**EXERCISE INPUTS:**
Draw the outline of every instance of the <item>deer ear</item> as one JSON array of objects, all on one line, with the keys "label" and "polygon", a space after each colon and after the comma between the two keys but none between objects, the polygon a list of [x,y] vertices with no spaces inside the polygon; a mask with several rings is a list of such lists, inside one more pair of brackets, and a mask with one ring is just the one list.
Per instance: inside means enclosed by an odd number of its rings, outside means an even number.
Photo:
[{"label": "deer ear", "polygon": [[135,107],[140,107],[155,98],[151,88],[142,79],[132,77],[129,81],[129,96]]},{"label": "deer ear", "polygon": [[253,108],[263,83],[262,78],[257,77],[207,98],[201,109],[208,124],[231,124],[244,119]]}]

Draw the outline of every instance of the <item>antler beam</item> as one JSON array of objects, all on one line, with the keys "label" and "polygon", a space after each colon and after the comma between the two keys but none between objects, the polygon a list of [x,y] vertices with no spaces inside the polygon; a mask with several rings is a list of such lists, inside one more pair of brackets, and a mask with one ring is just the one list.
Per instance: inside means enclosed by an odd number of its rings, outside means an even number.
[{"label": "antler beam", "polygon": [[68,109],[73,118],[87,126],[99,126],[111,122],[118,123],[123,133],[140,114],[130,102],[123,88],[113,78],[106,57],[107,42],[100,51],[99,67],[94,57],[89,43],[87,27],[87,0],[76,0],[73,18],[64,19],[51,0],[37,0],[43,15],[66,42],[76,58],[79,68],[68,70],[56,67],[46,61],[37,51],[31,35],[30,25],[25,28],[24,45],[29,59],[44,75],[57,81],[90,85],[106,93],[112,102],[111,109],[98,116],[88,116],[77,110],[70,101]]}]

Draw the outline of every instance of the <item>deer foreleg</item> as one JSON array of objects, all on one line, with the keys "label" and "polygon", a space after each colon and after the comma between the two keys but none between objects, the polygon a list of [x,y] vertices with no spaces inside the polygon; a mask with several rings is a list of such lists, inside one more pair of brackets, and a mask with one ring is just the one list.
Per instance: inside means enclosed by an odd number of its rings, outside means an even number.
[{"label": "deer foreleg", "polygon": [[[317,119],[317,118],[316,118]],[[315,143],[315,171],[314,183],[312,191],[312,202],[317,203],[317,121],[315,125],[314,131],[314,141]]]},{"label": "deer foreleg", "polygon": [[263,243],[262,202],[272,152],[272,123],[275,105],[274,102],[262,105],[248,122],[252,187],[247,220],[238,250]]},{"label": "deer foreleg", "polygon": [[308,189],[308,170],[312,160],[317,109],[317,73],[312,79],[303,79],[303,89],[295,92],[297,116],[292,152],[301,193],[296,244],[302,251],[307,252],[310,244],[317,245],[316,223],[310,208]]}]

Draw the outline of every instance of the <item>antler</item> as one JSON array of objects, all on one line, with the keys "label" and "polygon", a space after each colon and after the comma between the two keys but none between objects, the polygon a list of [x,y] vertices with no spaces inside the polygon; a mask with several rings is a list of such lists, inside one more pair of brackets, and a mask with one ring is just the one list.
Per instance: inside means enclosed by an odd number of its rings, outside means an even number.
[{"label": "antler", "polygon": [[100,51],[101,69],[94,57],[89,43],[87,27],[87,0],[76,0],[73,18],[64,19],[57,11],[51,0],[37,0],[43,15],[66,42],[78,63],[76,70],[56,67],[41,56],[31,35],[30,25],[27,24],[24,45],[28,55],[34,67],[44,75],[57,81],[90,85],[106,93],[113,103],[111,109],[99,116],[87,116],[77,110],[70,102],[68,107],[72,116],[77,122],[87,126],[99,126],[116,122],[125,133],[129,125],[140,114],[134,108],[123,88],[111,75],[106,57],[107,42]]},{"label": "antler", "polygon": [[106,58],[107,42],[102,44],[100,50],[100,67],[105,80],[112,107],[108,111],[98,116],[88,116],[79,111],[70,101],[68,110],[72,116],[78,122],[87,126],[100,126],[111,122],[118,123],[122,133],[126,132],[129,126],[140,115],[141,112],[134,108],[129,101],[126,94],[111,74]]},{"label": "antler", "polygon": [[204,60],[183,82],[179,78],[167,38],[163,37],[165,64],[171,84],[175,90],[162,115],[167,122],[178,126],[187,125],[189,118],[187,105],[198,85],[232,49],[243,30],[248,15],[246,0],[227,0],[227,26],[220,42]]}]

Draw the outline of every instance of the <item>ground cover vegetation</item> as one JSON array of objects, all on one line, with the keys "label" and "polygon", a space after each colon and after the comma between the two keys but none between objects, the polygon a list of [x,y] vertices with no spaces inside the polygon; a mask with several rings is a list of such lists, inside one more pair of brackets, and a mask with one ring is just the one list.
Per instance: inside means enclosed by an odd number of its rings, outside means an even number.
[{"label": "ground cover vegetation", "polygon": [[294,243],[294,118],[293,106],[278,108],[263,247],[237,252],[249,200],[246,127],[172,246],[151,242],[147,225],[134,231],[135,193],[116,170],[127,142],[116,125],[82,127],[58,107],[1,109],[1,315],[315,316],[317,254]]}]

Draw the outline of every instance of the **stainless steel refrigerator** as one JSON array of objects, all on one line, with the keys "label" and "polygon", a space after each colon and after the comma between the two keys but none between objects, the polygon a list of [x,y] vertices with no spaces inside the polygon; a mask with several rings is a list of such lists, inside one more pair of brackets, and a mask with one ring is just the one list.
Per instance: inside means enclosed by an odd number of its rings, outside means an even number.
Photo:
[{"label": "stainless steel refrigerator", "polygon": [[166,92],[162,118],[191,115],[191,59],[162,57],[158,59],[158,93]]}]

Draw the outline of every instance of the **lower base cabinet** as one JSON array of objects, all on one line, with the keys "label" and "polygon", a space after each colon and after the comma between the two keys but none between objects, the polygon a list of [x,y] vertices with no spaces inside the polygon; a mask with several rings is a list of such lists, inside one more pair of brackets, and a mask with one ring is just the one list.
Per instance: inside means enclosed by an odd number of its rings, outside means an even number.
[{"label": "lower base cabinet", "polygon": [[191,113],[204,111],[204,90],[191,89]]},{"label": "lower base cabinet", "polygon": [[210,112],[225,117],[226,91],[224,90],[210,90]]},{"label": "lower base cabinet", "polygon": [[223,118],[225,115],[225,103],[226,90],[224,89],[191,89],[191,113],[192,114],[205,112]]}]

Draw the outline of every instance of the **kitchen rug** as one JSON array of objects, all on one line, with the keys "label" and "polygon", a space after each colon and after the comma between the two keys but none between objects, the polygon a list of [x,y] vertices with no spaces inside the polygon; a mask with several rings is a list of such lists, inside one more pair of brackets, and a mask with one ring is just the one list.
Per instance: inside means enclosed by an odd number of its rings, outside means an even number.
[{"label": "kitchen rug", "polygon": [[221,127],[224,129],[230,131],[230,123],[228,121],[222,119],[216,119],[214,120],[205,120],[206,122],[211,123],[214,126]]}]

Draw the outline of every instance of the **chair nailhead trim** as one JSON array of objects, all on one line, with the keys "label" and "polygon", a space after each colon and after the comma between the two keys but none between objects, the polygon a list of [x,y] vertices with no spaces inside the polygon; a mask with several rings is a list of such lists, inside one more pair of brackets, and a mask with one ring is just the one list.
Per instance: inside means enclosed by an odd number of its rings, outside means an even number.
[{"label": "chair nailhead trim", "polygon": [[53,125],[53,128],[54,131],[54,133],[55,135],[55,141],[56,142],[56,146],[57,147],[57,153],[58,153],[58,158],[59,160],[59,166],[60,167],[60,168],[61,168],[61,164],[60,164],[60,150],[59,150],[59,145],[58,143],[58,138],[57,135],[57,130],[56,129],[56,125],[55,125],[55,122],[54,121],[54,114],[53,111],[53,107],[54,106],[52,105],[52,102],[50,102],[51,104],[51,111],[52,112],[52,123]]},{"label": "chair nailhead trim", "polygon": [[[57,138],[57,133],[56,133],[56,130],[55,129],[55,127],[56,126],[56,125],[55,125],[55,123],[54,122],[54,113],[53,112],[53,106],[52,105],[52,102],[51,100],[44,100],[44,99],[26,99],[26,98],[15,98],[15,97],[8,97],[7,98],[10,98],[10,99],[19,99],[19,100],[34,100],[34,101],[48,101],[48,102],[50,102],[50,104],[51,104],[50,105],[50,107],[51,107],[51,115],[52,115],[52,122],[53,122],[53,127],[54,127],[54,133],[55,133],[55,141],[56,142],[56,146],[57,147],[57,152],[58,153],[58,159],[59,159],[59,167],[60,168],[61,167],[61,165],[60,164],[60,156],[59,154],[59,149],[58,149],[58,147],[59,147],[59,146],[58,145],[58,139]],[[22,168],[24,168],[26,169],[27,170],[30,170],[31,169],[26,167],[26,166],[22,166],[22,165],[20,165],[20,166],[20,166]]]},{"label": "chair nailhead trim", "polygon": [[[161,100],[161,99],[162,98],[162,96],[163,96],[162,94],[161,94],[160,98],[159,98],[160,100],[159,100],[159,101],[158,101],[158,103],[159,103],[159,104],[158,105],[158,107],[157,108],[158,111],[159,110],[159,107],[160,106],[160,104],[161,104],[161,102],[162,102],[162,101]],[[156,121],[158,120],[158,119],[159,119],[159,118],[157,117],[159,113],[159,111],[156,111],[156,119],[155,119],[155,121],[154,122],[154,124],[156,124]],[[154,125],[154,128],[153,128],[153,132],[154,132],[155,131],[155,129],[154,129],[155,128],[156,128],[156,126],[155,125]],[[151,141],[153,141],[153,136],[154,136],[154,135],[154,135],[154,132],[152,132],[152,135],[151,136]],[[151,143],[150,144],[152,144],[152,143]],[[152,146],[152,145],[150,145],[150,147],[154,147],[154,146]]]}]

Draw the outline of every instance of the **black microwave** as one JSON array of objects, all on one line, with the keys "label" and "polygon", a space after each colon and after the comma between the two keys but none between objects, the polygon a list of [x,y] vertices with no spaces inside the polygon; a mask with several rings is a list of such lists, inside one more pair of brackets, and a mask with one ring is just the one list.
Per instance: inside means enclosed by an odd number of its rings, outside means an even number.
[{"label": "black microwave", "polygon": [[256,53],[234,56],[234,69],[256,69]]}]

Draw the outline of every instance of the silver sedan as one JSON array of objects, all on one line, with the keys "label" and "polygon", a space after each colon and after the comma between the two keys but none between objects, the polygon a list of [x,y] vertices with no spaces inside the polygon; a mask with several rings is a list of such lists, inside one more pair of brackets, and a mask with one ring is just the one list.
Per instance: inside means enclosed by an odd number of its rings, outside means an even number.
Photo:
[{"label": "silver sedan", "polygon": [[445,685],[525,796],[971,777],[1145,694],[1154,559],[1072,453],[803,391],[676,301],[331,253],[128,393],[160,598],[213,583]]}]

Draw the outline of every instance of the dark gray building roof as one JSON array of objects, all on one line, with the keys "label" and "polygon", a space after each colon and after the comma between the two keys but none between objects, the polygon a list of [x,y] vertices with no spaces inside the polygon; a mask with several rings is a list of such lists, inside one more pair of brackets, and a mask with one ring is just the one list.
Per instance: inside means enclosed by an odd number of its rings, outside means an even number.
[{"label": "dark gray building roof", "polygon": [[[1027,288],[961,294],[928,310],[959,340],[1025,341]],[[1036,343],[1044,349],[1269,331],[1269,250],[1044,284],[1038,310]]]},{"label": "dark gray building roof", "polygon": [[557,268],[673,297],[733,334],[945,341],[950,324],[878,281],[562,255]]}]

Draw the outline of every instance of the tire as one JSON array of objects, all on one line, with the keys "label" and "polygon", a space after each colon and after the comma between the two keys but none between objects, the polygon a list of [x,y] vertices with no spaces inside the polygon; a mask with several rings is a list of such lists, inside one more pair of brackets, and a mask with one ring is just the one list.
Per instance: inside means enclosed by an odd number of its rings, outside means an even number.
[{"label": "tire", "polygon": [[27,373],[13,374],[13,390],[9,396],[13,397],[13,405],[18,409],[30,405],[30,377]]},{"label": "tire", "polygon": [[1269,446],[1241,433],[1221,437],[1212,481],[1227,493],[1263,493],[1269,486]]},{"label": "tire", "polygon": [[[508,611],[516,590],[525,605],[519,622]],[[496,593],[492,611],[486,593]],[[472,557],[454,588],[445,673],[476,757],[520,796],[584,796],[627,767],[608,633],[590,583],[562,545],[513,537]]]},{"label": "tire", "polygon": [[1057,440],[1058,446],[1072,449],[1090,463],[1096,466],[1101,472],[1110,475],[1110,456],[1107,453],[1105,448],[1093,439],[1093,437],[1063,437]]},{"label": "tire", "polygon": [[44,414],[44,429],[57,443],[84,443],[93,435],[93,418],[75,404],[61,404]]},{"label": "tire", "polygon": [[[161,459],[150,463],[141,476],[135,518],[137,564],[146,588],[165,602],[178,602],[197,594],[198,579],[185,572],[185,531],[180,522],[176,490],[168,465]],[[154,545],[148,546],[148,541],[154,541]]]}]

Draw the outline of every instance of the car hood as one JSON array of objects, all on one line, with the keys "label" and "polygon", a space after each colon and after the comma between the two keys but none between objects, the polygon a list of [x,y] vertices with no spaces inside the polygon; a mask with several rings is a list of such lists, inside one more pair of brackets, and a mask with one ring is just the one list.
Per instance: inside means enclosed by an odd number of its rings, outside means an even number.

**EXERCISE REQUIREMENTS:**
Extract every line from the one with "Draw the outline of every instance of the car" down to the final line above, both included, exactly as written.

**WRITTEN ANSWER:**
Draw the outline of every instance of the car hood as one JSON array of objects, all on one line, with the keys "label" and "polygon", a space after each colon and after the comma between the two keys but none between objects, the polygon a list of [x,y] vertices with no spaces inside the polygon; a mask with several rings is a list of such lists, inside one more pair of brackets, and a mask with one ring is just the one list.
Per instance: inside means enclosed by an odd number of its rings, outside means an even number.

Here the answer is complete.